╭─ Page excerpt
And, finally, a third surprise is a mash-up of the first two: it can be a struggle to arrange your new life without the workplace’s structure of social connections and sense of purpose. This can jump over into long-standing roles at home: who vacuums the hall rug or pays the bills. But, as you know if you’ve read this far, replacing office tasks with domestic chores has been part of my plan all along. I’m only partly joking when I say that, so far, the structure of doing the laundry or cooking dinner have been really good ways for me to occupy my time. Just regular life seems to fill up most of my days, I haven’t had to go looking purposefully for meaning. Maybe that’s going to come in the second six months of retirement but for now, I’m good.
Day 200, Sat Jan 16: Part of being retired is pinching pennies. This is pretty easy for me since I am frugal both by nature and by practice.
One of my ways to be a little more economical is to let my magazine subscriptions lapse until I’m basically down to zero. This may not sound like much but I’m saving a few hundred bucks a year. Now I check out my magazines (including some I would never subscribe to) from the library – three or four back issues at a time.
I still subscribe to the Seattle Times and the weekend New York Times. I like to read the actual paper, not scan the online version. I’ll probably be their last subscriber. (Just to put this in perspective and demonstrate my consistency, I also still have a couple of aol email accounts that I use, one for actual emailing and another that is a fake account for when I need to enter an email but I don’t really want any communication with the organization – I also have a gmail, but the aol ones work just fine. I am like an endangered species or one of those old people who is the last speaker of a tribal dialect.
In a few years, academics will want to study me as a surviving example of these near-extinct practices. They can get ahold of me through my aol email.) By the time I finally give up on reading the daily paper, it will be down to four pages, like the flyer from Trader Joe’s. Or, more probably, like Parade magazine which, between the dying print journalism industry and its sub-AARP view of its readership, is already giving off a rattle every time it breathes.
Anyway, The Seattle Times is not very good, but that is not even a complaint because I don’t read it to enjoy fine reporting and writing. On the contrary, the quality of journalism is laughable and the writing is hideous. The local columnists are the least rigorous thinkers since sophomore year. And I understand that the dead newspaper industry cannot support quality journalism on its carcass. Instead, the Times has value for me because it is the place where I am going to read about local Seattle issues that aren’t going to get covered elsewhere. Where else am I going to keep up with murders in Kent or gas leaks in Greenwood? Plus I like to work the crossword puzzle (and Jumble and WonderWord) and the online crossword puzzle is an even worse experience than the online newspaper, hard as that is to imagine.
For many of the same reasons, I really enjoy our little free weekly Bellevue Reporter that comes out on Fridays (and usually doesn’t get delivered to my mailbox until Monday but, again, no problem). That’s where I keep up with Bellevue-centric issues like the disruption to business when a raccoon walked into Chik-Fil-A. Headlines like “Surrey Downs Residents Left High and Dry by Sewer Overflow” or “Tech Giants’ Staffers Caught in Prostitution Sweep.”
╰─
╭─ Input data
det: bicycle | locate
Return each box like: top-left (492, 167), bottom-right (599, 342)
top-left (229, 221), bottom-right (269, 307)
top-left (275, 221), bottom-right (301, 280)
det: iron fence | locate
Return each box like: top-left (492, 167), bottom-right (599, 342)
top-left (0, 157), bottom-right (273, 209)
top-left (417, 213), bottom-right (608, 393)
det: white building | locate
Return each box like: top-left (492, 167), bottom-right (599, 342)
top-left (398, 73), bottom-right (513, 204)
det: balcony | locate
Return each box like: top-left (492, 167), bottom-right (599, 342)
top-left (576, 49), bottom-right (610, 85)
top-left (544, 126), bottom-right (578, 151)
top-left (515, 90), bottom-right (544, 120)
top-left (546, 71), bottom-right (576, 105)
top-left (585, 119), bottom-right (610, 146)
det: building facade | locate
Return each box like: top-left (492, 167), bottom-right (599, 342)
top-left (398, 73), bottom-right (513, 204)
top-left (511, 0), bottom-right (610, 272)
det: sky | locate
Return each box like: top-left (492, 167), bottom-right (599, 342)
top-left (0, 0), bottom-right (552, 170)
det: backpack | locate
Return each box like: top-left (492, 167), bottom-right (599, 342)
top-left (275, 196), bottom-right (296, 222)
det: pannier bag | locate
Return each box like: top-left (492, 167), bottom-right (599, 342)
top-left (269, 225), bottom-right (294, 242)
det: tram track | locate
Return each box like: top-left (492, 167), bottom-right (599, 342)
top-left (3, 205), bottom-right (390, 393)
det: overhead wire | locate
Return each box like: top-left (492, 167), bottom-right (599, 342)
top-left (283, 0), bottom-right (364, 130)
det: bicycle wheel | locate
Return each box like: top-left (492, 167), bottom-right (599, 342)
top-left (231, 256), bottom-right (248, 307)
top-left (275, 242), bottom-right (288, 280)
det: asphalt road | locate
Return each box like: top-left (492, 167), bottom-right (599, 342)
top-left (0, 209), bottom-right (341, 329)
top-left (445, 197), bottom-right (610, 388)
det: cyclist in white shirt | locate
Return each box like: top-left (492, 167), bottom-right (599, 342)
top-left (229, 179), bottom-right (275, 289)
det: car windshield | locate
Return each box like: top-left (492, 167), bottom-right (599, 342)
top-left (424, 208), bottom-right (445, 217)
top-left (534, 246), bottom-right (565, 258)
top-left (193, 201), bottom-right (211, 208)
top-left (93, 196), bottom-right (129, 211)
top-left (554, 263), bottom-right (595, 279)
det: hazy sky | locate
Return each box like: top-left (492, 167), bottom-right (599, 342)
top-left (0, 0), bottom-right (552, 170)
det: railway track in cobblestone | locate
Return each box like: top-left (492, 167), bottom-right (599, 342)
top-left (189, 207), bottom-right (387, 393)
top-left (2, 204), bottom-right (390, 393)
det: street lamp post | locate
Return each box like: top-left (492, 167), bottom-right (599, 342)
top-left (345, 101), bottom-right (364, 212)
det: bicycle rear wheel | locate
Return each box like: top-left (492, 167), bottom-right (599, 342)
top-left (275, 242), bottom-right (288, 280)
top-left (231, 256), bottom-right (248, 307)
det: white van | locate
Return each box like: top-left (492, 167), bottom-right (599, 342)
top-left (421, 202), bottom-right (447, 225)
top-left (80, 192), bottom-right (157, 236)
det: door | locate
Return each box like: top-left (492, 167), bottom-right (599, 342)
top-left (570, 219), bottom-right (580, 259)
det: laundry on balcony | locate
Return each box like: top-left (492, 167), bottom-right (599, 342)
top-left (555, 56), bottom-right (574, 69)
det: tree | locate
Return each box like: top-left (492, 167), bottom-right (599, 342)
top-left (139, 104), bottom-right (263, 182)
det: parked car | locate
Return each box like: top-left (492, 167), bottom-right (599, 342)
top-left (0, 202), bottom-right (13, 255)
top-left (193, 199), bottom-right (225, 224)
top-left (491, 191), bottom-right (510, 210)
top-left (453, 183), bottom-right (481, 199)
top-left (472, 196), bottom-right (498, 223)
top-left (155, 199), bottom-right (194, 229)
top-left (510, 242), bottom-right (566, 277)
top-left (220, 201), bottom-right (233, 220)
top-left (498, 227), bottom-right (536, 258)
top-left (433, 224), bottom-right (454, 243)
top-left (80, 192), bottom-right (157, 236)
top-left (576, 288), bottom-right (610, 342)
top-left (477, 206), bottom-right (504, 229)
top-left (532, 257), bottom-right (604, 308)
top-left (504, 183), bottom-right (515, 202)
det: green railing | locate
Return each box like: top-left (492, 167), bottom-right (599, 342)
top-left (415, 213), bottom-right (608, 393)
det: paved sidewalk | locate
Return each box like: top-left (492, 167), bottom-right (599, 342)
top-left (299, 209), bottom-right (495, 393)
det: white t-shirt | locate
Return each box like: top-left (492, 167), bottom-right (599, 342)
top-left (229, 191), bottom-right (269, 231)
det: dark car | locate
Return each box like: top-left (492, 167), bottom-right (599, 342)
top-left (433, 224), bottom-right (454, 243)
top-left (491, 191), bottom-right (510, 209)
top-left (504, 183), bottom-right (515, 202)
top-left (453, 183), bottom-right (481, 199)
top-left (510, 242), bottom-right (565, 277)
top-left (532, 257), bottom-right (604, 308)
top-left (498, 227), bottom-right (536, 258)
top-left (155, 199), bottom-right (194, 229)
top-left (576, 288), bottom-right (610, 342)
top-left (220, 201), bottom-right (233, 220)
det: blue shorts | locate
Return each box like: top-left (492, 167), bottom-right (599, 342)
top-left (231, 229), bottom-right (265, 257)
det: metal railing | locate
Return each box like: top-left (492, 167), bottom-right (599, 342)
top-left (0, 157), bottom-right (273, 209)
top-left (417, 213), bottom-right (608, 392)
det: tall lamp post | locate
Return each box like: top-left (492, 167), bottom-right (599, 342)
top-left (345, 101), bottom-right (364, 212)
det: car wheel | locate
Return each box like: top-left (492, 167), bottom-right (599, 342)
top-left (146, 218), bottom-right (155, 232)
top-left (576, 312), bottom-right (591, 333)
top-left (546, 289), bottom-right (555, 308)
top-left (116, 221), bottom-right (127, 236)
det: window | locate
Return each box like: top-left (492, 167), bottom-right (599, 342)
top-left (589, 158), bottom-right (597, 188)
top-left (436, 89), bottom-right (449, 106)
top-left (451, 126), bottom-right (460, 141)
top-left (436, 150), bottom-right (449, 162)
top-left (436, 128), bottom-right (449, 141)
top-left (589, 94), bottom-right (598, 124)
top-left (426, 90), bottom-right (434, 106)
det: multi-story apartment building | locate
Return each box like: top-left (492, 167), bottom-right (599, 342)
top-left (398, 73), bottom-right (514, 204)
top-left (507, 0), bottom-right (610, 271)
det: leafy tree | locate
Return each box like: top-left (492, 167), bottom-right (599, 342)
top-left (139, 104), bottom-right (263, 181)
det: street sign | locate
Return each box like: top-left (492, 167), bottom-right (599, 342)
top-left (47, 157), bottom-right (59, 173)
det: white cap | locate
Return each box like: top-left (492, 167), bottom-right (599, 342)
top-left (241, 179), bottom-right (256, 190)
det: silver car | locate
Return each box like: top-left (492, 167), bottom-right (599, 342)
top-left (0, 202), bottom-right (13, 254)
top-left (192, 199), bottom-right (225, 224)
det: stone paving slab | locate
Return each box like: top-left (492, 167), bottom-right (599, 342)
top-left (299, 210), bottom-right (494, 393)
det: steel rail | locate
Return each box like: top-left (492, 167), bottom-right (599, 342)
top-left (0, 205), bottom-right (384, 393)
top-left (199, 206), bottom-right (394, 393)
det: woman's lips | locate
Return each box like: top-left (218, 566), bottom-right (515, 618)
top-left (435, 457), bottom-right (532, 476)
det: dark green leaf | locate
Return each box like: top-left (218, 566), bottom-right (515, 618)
╰─
*Task list*.
**1.** From the retirement excerpt, list the puzzles the writer says they like to work in the Seattle Times.
**2.** Transcribe the lines of the records from the line with "det: asphalt road | locate" to the line with "top-left (445, 197), bottom-right (610, 388)".

*Responses*.
**1.**
crossword puzzle
Jumble
WonderWord

**2.**
det: asphalt road | locate
Return each box like: top-left (492, 167), bottom-right (599, 342)
top-left (0, 209), bottom-right (341, 329)
top-left (445, 197), bottom-right (610, 388)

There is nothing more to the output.